[start]

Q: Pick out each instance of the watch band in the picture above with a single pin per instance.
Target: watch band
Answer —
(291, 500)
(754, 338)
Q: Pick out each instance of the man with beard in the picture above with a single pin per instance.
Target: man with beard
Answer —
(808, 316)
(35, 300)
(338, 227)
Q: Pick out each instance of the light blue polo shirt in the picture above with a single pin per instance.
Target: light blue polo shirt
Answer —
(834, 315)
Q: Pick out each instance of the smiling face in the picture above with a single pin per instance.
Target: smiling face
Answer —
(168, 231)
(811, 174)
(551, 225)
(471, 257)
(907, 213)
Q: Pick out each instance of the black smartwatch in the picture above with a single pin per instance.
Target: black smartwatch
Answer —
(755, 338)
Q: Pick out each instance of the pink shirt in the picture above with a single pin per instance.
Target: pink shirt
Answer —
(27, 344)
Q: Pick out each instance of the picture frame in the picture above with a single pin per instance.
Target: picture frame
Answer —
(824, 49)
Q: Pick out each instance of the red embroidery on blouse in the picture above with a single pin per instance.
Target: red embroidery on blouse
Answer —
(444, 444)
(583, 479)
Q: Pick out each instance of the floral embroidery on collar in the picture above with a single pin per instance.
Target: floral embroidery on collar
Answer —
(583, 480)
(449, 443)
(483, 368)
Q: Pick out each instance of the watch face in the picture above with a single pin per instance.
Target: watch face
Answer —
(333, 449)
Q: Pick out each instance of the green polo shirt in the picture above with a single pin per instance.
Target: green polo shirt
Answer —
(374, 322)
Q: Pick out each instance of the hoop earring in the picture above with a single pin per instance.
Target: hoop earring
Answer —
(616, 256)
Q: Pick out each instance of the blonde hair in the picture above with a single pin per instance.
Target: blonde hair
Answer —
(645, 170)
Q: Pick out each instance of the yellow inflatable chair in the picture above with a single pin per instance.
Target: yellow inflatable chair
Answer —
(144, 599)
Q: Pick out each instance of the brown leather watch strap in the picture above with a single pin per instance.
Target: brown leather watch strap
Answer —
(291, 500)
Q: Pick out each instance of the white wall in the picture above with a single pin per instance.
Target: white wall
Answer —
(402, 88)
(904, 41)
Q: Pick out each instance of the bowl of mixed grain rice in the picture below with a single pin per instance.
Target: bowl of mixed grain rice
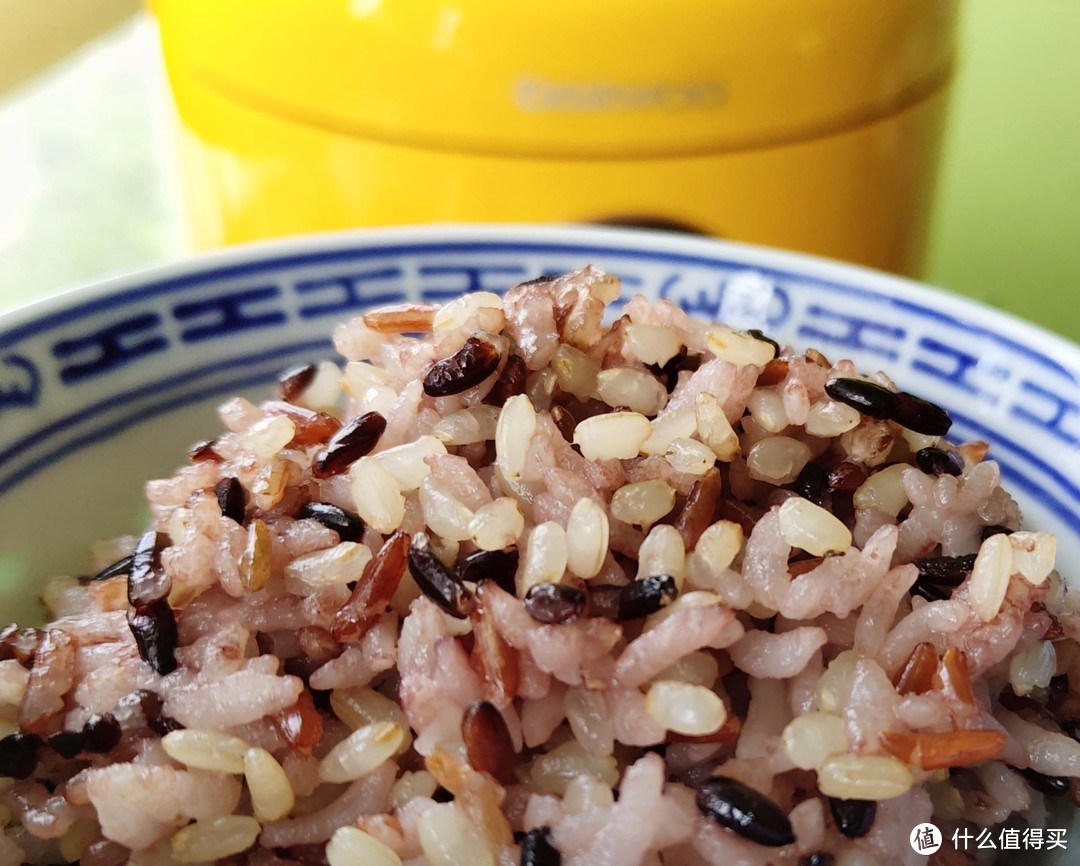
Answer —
(535, 545)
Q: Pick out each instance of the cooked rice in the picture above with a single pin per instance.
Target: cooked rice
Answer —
(531, 589)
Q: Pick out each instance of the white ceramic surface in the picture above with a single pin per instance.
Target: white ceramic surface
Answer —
(105, 387)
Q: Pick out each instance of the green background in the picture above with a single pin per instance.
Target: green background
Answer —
(1006, 227)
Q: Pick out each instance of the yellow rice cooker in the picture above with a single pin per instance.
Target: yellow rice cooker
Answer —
(810, 124)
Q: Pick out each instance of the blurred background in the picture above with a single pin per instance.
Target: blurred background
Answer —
(920, 136)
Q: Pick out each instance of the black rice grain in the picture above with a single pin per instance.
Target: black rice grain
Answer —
(929, 592)
(758, 335)
(537, 849)
(853, 817)
(100, 733)
(488, 744)
(1057, 690)
(122, 566)
(642, 597)
(466, 368)
(18, 754)
(868, 397)
(812, 484)
(148, 582)
(294, 381)
(435, 581)
(153, 626)
(945, 570)
(67, 744)
(348, 445)
(1054, 785)
(554, 604)
(204, 451)
(497, 566)
(937, 461)
(347, 524)
(921, 416)
(511, 381)
(152, 707)
(743, 810)
(231, 499)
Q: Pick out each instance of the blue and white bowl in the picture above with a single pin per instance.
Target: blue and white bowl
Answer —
(104, 388)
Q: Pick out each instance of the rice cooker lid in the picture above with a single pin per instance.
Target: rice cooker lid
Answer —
(572, 78)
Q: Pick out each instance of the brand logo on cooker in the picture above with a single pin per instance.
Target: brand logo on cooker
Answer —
(537, 94)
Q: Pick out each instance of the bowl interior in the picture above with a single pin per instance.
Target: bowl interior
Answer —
(104, 388)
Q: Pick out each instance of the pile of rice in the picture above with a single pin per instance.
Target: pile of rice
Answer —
(547, 591)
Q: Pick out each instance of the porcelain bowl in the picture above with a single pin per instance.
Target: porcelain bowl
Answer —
(105, 387)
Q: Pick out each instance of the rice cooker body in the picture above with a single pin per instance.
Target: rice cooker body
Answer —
(808, 125)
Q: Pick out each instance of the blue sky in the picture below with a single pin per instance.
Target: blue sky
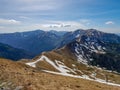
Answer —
(26, 15)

[end]

• _EXERCISE REQUIREMENTS_: Your task is to retype all the entries exactly and leave out any pictures.

• _EXERCISE RESPONSE_:
Q: Pick out each instance of the watch band in the picture above with a single pin per instance.
Target: watch band
Answer —
(291, 500)
(754, 338)
Q: Pick out each instance of the man with beard in the picture above with a single pin per instance.
Target: man with beard
Answer —
(808, 316)
(35, 300)
(338, 227)
Q: Pick out each instance of the light blue polo shirt in the picture above with a single pin per instance.
Target: light blue polo shirt
Answer —
(834, 315)
Q: Pick out each instance of the smiling face in the picture above with a single pin per instance.
Target: smiling face
Answer —
(168, 231)
(811, 174)
(551, 225)
(471, 257)
(907, 213)
Q: Pick out each instance of the black smartwatch in the picture above with a single pin per instance.
Target: black smartwatch
Answer —
(755, 338)
Q: Pick out each instance of the pink shirt in the picture above with a single pin per instance.
Target: pink shirt
Answer —
(27, 344)
Q: Pick out each instance of the picture frame in the picture above with a single pin per instance.
Target: picture frame
Answer —
(824, 49)
Q: Pick out each instance of the red embroidery on blouse in the picture above with a single pin per instance.
Target: red embroidery on blouse
Answer —
(444, 444)
(583, 479)
Q: Pick out each instance of the floral embroidery on collar in the picture above with a single pin per instance.
Target: floral embroidery on collar
Answer —
(583, 480)
(449, 443)
(483, 368)
Q: Pick out each instance of the watch face in the picture above with a single pin per instance.
Target: watch face
Answer —
(333, 449)
Q: Pick out each instance of the green polo shirt in the picture above with a single pin per instance.
Target: green polo shirt
Answer —
(374, 322)
Q: Pick out each instance of the hoop earring in the picture above with a single pin per instance.
Target: hoop earring
Answer —
(616, 256)
Q: Pick out each instance of the blonde hair in the picture above with a single pin per instance.
Target: blonde hair
Answer —
(645, 170)
Q: Pick out each instance of the yellow inflatable chair in the picture above with a single pin per instance.
Target: yellow inflatable chair
Answer —
(144, 599)
Q: Pick out each instance of the brown leather watch strap in the picture above with a single pin per instance.
Target: brown leather watch strap
Answer —
(291, 500)
Q: Pick out each instance of the white wall in the picture above with a single pin per instance.
Target: white wall
Answer —
(402, 88)
(904, 41)
Q: Pick out each instance of the bowl of mixed grain rice in the picture below with a single pin per instance.
Target: bowl of mixed grain rice
Answer —
(535, 545)
Q: Pick out each instance of the cooked rice in the picture above with a single pin per instance.
Target: cooked rice
Answer —
(531, 589)
Q: Pick out each instance of the white ceramic surface in the picture above with a single pin per instance.
Target: white ceramic surface
Answer —
(105, 387)
Q: Pick out each instance of the green background in the picture above with a single pin per instance.
Target: green background
Answer —
(1006, 227)
Q: Pick out each instance of the yellow rice cooker in the picture above with a single pin per instance.
Target: yellow rice cooker
Answer —
(810, 124)
Q: Pick out each instance of the blurred background in the picture above with a single pin per instance.
Target: blurred background
Answer —
(920, 136)
Q: Pick out each instance of the black rice grain in the picture above with a single pin per instance.
Target: black rice grain
Answer —
(929, 592)
(758, 335)
(537, 849)
(853, 817)
(100, 733)
(488, 744)
(1057, 690)
(122, 566)
(642, 597)
(466, 368)
(18, 754)
(868, 397)
(812, 484)
(148, 582)
(294, 381)
(435, 581)
(153, 626)
(945, 570)
(67, 744)
(348, 445)
(1054, 785)
(554, 604)
(204, 451)
(497, 566)
(937, 461)
(347, 524)
(921, 416)
(511, 381)
(152, 707)
(743, 810)
(231, 499)
Q: Pick out each instance of the blue and white bowl in the picture above with a single pin per instance.
Target: blue and white bowl
Answer —
(104, 388)
Q: Pick out each instance of the rice cooker lid in the picture above with a single pin per instance.
Target: rice cooker lid
Answer —
(572, 78)
Q: Pick out each instance of the brand logo on cooker in the picture above with a single pin per instance.
Target: brand logo on cooker
Answer —
(537, 94)
Q: Pick out each instance of the bowl interior in the picture above with a single pin per instance.
Target: bowl interior
Answer —
(104, 388)
Q: Pick out each instance of the pile of rice in the picture above with a single pin per instance.
Target: pile of rice
Answer —
(547, 591)
Q: Pick out each instance of the porcelain bowl in the picture above with a single pin per instance.
Target: porcelain bowl
Answer —
(105, 387)
Q: Pick out each instance of the rice cooker body in the picture above with a single pin per instance.
Target: rice cooker body
Answer —
(808, 125)
Q: Pick out each instance of the blue sky in the picture below with a single pin per instance.
Target: blue sky
Answer —
(26, 15)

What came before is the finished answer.